*** Reading text ***

Friday, June 26, 2015

How Government Created the Gay Marriage Controversy



There are many unrecognized implications of the June 2015 U.S. Supreme Court decision legalizing marriages between (among?) gay and lesbian (couples? groups?). I frame the ruling in those terms not to disparage loving relationships of any kind, but to raise a point lost in this ruling: essentially, the unintentional obliteration of "marriage" as a legal concept. Which is to me a good thing.

Like so many issues in which government (i.e., politics) is improperly involved -- education, agriculture, energy, housing, charity, etc., etc. -- the bitter, divisive social conflicts over "gay marriage" arise precisely from the very fact of government involvement in defining "marriage" in the first place. Why?

Because government -- that is, law -- is force and coercion. Government "solutions" to problems are inherently coercive impositions by some people (the politically dominant) on others (the politically subordinate). Such solutions never result in social harmony, peace, love, etc.; they only exacerbate social hostility, conflict, and division. They allow some people to "win," but only because they force others to "lose."

Force children to go to "public" (i.e., politically run) schools, and force taxpayers to pay for it? You will then pit taxpayers against each other over the content of that "education" (indoctrination), over schedules and hours, over homework, over grading systems, over teacher qualifications, over social engineering schemes (busing students all over the place to achieve racially integrated schools, etc.). over options for dissenters (home schooling, tax credits, vouchers, "magnet" schools, "charter" schools), over "reforms" (Common Core), over testing, etc. Everything concerning education becomes a political battleground...because of the conscription of children into politicized education, and the conscription of taxpayers to pick up the tab.

Put government into the agriculture business, or energy business, or auto business, or banking business, or ANY business, and what happens? You use force (the IRS extracting money from all taxpayers) to support crony businesses (e.g., politically connected ethanol agribusinesses, "green" windmill and solar panel manufacturers, GM and Chrysler, the big New York-based banks) over all their politiically unfavored competitors, who must fund, through taxes, their politically favored rivals.

*** End of Reading text ***
*** Record set ***

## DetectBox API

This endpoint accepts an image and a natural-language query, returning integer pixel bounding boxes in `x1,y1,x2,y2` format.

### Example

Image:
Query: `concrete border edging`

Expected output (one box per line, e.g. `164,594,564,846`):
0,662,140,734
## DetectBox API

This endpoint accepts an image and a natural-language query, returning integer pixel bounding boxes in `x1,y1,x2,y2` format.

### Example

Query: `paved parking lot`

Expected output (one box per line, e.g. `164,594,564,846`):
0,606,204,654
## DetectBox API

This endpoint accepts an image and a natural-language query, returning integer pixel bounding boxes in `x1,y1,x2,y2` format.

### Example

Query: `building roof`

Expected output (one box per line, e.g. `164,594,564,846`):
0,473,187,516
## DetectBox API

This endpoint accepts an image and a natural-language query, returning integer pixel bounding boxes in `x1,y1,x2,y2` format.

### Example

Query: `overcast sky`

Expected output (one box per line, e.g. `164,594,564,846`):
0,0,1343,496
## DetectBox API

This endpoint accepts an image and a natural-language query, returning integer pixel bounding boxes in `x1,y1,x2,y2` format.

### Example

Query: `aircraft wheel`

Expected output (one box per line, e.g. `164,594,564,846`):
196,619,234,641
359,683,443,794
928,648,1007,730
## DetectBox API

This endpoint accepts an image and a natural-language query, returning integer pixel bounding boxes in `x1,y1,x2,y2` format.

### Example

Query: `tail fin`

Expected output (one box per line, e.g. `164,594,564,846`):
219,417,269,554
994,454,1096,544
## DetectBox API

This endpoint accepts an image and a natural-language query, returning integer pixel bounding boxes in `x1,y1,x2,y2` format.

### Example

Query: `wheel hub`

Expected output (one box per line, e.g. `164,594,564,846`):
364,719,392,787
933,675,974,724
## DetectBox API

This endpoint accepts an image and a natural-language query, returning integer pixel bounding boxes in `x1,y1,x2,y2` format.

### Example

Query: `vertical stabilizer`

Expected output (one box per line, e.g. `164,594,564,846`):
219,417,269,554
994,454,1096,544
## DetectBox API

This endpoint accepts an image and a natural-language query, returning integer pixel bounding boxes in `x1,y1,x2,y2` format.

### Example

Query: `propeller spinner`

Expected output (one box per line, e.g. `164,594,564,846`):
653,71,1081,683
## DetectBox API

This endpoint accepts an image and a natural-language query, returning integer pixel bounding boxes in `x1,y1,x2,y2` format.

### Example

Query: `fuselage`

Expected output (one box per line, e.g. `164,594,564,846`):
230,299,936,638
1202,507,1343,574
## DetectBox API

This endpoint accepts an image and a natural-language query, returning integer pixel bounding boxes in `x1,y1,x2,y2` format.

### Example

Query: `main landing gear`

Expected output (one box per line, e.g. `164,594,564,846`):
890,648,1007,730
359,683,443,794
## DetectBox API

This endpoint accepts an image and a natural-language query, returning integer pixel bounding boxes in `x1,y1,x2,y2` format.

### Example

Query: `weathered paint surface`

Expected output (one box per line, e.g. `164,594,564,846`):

*** End of Record set ***

What to do ▸
[A] Please write out the gay marriage post's text, everything from "Friday, June 26, 2015" down to "first place. Why?".
[B] Rewrite the paragraph of the gay marriage post that begins "Because government -- that is, law" in a shorter form, keeping its main points.
[C] Answer these questions from the gay marriage post:
(i) On what date is the post dated?
(ii) Which reform is given as an example in the list of education "reforms"?
(iii) What body is named as extracting money from all taxpayers to support crony businesses?

Solutions to each task ▸
[A]
Friday, June 26, 2015

How Government Created the Gay Marriage Controversy



There are many unrecognized implications of the June 2015 U.S. Supreme Court decision legalizing marriages between (among?) gay and lesbian (couples? groups?). I frame the ruling in those terms not to disparage loving relationships of any kind, but to raise a point lost in this ruling: essentially, the unintentional obliteration of "marriage" as a legal concept. Which is to me a good thing.

Like so many issues in which government (i.e., politics) is improperly involved -- education, agriculture, energy, housing, charity, etc., etc. -- the bitter, divisive social conflicts over "gay marriage" arise precisely from the very fact of government involvement in defining "marriage" in the first place. Why?

[B] Government, meaning law, is force and coercion. Its "solutions" are impositions by the politically dominant on the politically subordinate. They never bring social harmony, peace, or love. Instead they worsen hostility, conflict, and division, letting some people "win" only by forcing others to "lose."

[C]
(i) Friday, June 26, 2015
(ii) Common Core
(iii) The IRS